• DESCRIPCIÓN DEL PROBLEMA: Retoma el relato sobre las tareas de la escuela y la hazaña del “Pitufo” y sigue escribiéndolo a partir de su última oración.

Déjenme hacer un paréntesis. Ustedes, los veteranos lo recordarán bien. A nosotros nos hacían cargar hasta con la cocina, nuestras mochilas pesaban fácil 15 kilos de libros y cuadernos inútiles, y nos dejaban tanta tarea, que a veces uno no podía dormir. Por eso no me caen bien los pájaros, por que me recuerdan aquellas noches interminables de tareas de física, geografía, matemáticas, con la angustia de no poder terminar, y de pronto, los pájaros cantaban, recordándonos que ya no habíamos podido dormir. ¿A que viene esto? A que todos, alguna vez, nos escapábamos de la formación de entrada y nos escabullíamos al salón a terminar a toda prisa alguna tarea. Por eso creo que hubo bastantes bajas de compañeros, y viene también a que el “Pitufo” no solo cargó su portafolios tamaño vendedor de alfombras, sino que tuvo los arrestos para regresar con la suficiente rapidez, cargar al “Chueco” con todo y cargamento, y regresar corriendo. Un valiente, eso que ni qué.

• DATOS PROPORCIONADOS:
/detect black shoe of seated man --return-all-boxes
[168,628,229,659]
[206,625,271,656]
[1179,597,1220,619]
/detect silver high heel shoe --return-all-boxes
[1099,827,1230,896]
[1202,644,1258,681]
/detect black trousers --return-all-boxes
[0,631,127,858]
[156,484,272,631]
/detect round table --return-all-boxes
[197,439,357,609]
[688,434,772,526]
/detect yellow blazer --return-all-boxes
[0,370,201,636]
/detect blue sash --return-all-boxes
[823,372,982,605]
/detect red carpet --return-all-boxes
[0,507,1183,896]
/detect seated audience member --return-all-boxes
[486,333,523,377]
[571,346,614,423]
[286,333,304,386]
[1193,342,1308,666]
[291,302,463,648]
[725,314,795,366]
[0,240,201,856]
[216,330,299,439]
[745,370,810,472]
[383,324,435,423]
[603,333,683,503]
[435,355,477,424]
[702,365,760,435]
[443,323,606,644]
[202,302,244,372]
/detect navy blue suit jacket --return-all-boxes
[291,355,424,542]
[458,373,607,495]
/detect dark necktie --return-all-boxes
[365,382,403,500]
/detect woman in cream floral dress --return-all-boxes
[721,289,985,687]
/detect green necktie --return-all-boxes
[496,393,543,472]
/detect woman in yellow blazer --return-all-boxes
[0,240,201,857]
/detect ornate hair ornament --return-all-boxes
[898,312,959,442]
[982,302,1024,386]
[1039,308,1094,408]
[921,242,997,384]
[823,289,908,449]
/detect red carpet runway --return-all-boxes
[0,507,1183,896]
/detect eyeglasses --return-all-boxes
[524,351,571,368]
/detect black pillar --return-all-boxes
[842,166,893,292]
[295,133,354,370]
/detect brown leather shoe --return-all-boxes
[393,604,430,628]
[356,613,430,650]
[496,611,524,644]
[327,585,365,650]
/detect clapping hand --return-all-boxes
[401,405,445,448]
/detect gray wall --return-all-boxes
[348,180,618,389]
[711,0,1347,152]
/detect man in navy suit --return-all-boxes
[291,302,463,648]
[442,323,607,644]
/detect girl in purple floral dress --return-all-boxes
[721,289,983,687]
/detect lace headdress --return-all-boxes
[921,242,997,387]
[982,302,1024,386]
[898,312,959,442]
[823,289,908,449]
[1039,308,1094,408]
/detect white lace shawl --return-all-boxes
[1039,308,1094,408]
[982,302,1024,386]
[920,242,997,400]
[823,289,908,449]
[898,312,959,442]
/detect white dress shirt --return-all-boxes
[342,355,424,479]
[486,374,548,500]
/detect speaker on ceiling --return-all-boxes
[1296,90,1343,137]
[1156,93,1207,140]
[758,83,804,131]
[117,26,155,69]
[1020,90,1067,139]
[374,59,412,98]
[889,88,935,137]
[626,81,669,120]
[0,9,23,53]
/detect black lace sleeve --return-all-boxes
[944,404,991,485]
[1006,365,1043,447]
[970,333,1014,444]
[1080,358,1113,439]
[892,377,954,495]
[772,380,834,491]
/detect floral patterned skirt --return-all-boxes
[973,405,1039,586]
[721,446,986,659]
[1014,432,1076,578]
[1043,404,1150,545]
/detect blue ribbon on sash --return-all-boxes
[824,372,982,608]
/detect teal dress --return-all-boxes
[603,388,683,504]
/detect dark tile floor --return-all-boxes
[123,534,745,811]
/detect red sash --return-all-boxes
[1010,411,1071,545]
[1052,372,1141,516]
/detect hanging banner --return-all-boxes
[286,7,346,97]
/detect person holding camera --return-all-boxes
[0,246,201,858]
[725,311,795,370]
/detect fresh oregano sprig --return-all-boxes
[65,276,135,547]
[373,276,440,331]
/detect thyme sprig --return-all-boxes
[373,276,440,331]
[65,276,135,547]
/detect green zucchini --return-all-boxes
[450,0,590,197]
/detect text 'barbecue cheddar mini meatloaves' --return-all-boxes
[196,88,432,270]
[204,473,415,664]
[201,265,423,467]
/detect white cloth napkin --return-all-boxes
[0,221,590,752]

• RESULTADO FINAL:
Bueno, un maestro de educación física (no el “Carpinteiro”, que no fue ése día, porque ya estaba retirado. Luego les platico de él, ya que era todo un personaje.) junto con un trabajador de mantenimiento, con dos mandarrias abrieron un boquete en la pared, y por ahí nos dejaron salir, afuera, al caos. Filas enormes para los pocos teléfonos públicos que estaban funcionando (aún no había celulares) el metro no estaba trabajando, y ambulancias y patrullas circulando a toda prisa con la sirena abierta. A pocos metros de ahí, un edificio que también se cayó sobre la calle de Mérida, creo, y más allá, el humo de los Televiteatros, que también se estaban incendiando. La gente, la gran mayoría llenos de caliche, avanzaban en filas hacia sus casas, a pié. Era un escenario dantesco, ahí comprendí un poco lo que debieron sentir las gentes que vivieron durante la segunda guerra en Europa. Todo tenía un aire como de bombardeo.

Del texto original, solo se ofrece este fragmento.